▸ Texte source
· · · · · · ·

Au moins, au moment pour tous ces gens-là de s’exprimer – d’abord, d’abord, y a l’aîné… – le champ semblait ouvert comme un paysage des Hauts-de-France. En réalité, ce champ-là était déjà clôturé, comme l’explique le jury dans la sélection des sept agences en course.
(je cite) « Une attention particulière dans le choix des agences nominées a été accordée au respect de la parité afin de promouvoir une représentation équilibrée des genres dont on sait qu’elle contribue à l’enrichissement des propositions créatives et de souligner l’engagement du jury à encourager une culture de collaboration inclusive et équitable au sein du secteur. Le jury a ainsi été attentif à restituer l’importance de la place des femmes architectes pour la pensée et l’acte constructifs, reconnaissant que la diversité des voix et des expériences contribue à des solutions justes et durables pour le secteur ».
Fallait le dire et nul besoin de ces circonlocutions pour comprendre que le jury ne serait pas malheureux que, pour une fois, une femme gagne. Il faut dire que pour trouver une femme architecte Grand Prix national d’Architecture, il faut remonter… à jamais. Depuis 1975 et la création de ce prix, AUCUNE femme ne l’a jamais emporté en son nom propre. Et elles ne sont que deux – Anne Lacaton (2008) et Myrto Vitart (2016) – dûment accompagnées, à voir leur nom gravé au fronton du Hall of Fame. Alors Gilles Perraudin et Bernard Quirot, à l’œuvre toujours placée depuis quelques années mais jamais gagnante, peuvent déchirer leurs tickets perdants.

· · · · · · ·

▸ Entrées fournies

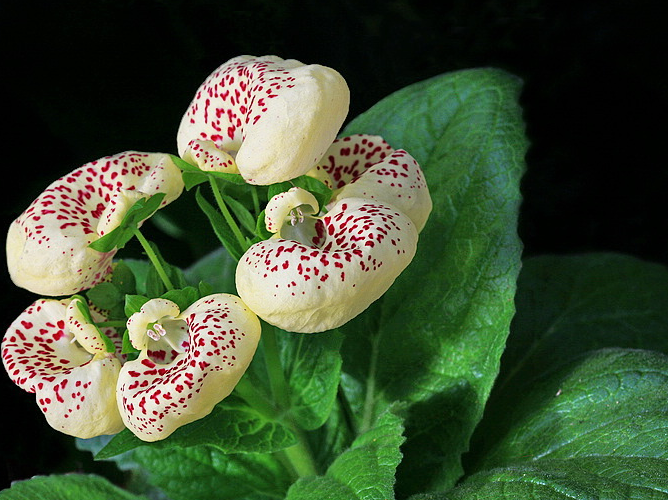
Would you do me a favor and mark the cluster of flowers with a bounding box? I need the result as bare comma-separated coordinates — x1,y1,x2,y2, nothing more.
2,56,432,441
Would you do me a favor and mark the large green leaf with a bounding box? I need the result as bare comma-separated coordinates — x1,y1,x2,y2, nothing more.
95,396,295,459
481,349,668,468
281,330,342,430
474,253,668,464
0,474,146,500
410,457,668,500
134,446,291,500
412,349,668,500
342,69,527,495
287,409,404,500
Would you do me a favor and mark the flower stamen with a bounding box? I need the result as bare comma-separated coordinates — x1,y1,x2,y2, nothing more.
146,323,167,341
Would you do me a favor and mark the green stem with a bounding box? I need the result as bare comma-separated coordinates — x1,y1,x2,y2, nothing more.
234,375,278,420
251,185,260,217
95,319,125,328
209,176,248,252
262,324,318,477
359,335,379,433
134,229,174,290
262,325,290,408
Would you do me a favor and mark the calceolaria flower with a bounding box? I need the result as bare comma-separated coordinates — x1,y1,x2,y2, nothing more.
2,298,123,438
118,293,261,441
7,151,184,296
236,187,418,333
309,134,432,232
177,56,350,185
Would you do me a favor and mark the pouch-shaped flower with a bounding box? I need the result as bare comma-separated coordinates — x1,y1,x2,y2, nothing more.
2,298,123,439
236,188,418,333
177,55,350,185
6,151,184,296
309,134,432,232
118,293,261,441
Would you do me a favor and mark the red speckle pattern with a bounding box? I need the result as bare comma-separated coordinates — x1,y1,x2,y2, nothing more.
316,134,432,231
7,151,181,295
236,198,417,332
2,299,123,433
179,56,295,154
118,294,260,441
315,134,394,189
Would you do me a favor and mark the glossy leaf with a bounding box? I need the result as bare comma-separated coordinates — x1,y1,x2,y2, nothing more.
411,349,668,500
341,69,527,494
0,474,146,500
286,411,404,500
135,446,291,500
95,396,295,460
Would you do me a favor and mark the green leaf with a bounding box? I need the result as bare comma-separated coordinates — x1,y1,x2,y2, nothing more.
412,349,668,500
499,253,668,392
161,286,200,312
410,457,668,500
222,194,256,234
292,175,333,210
95,396,295,460
196,189,243,260
88,193,166,252
286,408,404,500
184,248,237,294
125,295,150,318
135,446,291,500
480,349,668,468
471,253,668,468
86,281,125,319
341,69,527,496
280,330,343,430
0,474,146,500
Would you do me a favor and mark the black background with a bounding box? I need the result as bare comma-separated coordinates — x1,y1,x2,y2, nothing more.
0,0,668,487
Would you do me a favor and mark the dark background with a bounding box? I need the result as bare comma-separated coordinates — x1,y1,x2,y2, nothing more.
0,0,668,488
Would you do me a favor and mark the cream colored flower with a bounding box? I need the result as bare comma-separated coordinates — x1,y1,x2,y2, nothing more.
177,56,350,185
6,151,183,296
236,188,418,333
118,293,261,441
308,134,432,232
2,298,123,439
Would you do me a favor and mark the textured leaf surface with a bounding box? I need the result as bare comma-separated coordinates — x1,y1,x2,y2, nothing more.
474,253,668,464
281,330,342,430
410,457,668,500
342,69,527,494
95,397,295,459
482,349,668,468
287,411,404,500
0,474,146,500
134,446,291,500
411,349,668,500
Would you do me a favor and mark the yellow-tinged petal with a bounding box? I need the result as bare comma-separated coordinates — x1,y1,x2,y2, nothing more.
2,299,123,439
118,293,261,441
183,139,239,174
264,187,319,236
314,134,432,232
6,151,184,296
177,56,350,185
236,198,418,333
127,298,181,351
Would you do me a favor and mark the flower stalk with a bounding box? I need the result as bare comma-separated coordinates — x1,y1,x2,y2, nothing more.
134,229,174,290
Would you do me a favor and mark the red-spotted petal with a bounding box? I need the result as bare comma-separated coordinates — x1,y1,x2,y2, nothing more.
118,294,260,441
177,56,350,184
2,299,123,438
313,134,432,232
7,151,183,296
236,198,418,333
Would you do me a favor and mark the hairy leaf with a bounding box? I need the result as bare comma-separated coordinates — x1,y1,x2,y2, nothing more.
0,474,146,500
342,69,527,495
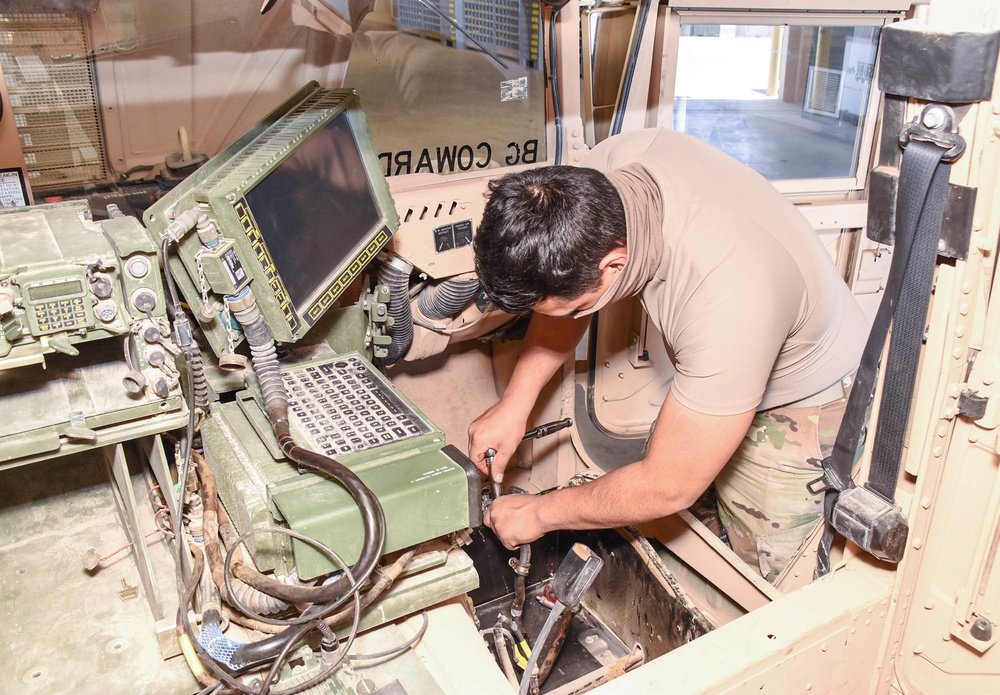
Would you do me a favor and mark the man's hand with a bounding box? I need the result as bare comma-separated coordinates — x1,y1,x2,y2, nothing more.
469,401,527,483
484,495,550,550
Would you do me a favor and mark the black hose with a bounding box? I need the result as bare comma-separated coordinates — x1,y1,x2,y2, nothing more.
378,256,413,365
234,312,386,663
184,344,211,415
417,278,479,321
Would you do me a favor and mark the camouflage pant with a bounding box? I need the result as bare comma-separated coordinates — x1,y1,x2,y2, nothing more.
715,398,847,582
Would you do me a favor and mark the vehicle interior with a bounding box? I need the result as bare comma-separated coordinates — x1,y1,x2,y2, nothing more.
0,0,1000,695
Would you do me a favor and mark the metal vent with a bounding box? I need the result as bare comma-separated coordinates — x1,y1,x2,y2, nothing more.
803,66,844,118
0,14,108,192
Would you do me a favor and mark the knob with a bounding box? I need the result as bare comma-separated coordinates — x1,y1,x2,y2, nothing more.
131,287,156,314
90,273,115,299
125,256,149,280
94,299,118,323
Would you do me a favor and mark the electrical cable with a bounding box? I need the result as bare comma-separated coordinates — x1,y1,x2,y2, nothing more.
348,611,430,661
223,526,367,626
539,7,563,165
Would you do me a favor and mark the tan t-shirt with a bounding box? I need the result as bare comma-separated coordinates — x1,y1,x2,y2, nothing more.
583,130,868,415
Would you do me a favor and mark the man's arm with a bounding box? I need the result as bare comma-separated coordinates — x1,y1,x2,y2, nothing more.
486,393,754,549
469,313,588,482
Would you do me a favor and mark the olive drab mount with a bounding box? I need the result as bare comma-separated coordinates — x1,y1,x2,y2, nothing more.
810,22,1000,577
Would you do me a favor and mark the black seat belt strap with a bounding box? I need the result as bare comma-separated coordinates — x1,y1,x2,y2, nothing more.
810,104,964,576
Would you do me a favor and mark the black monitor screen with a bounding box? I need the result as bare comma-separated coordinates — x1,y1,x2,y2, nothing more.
246,113,381,309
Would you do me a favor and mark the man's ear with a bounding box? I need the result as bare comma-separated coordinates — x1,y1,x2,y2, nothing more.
598,246,628,271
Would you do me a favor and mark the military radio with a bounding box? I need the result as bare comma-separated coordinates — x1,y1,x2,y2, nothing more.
0,201,184,462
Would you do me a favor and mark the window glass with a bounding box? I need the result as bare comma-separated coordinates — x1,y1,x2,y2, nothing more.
344,0,545,176
673,24,879,180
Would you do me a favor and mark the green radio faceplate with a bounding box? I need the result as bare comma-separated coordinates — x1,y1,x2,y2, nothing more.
202,353,481,579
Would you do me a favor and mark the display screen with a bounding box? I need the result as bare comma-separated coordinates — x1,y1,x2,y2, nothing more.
246,113,381,310
28,280,83,302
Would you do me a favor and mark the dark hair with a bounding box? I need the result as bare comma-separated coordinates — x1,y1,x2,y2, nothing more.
473,166,626,314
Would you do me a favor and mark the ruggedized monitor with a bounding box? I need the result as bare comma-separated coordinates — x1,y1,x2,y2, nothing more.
144,83,399,355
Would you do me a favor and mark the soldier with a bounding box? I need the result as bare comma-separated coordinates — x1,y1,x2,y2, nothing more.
469,130,868,581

· · · · · · ·

▸ Consignes
1. Indiquez, pour chacune des affirmations suivantes, si elle concorde avec le texte sur le Grand Prix national d'Architecture, en répondant par oui ou par non et en citant à l'identique les mots du texte qui tranchent. (a) Le jury a sélectionné sept agences en course. (b) Depuis la création du prix en 1975, une femme l'a déjà remporté en son nom propre. (c) Myrto Vitart figure au palmarès pour l'année 2008.
2. Transcrivez sans rien changer, dans la liste, le passage qui va de la ligne contenant « Would you do me a favor and mark the camouflage » jusqu'à la ligne contenant « 469,313,588,482 », ces deux lignes comprises.

▸ Réponses dans l'ordre
1.
(a) Oui : « la sélection des sept agences en course ».
(b) Non : « Depuis 1975 et la création de ce prix, AUCUNE femme ne l’a jamais emporté en son nom propre ».
(c) Non : « Anne Lacaton (2008) et Myrto Vitart (2016) ».

2.
Would you do me a favor and mark the camouflage pant with a bounding box? I need the result as bare comma-separated coordinates — x1,y1,x2,y2, nothing more.
715,398,847,582
Would you do me a favor and mark the vehicle interior with a bounding box? I need the result as bare comma-separated coordinates — x1,y1,x2,y2, nothing more.
0,0,1000,695
Would you do me a favor and mark the metal vent with a bounding box? I need the result as bare comma-separated coordinates — x1,y1,x2,y2, nothing more.
803,66,844,118
0,14,108,192
Would you do me a favor and mark the knob with a bounding box? I need the result as bare comma-separated coordinates — x1,y1,x2,y2, nothing more.
131,287,156,314
90,273,115,299
125,256,149,280
94,299,118,323
Would you do me a favor and mark the electrical cable with a bounding box? I need the result as bare comma-separated coordinates — x1,y1,x2,y2, nothing more.
348,611,430,661
223,526,367,626
539,7,563,165
Would you do me a favor and mark the tan t-shirt with a bounding box? I need the result as bare comma-separated coordinates — x1,y1,x2,y2, nothing more.
583,130,868,415
Would you do me a favor and mark the man's arm with a bounding box? I need the result as bare comma-separated coordinates — x1,y1,x2,y2, nothing more.
486,393,754,549
469,313,588,482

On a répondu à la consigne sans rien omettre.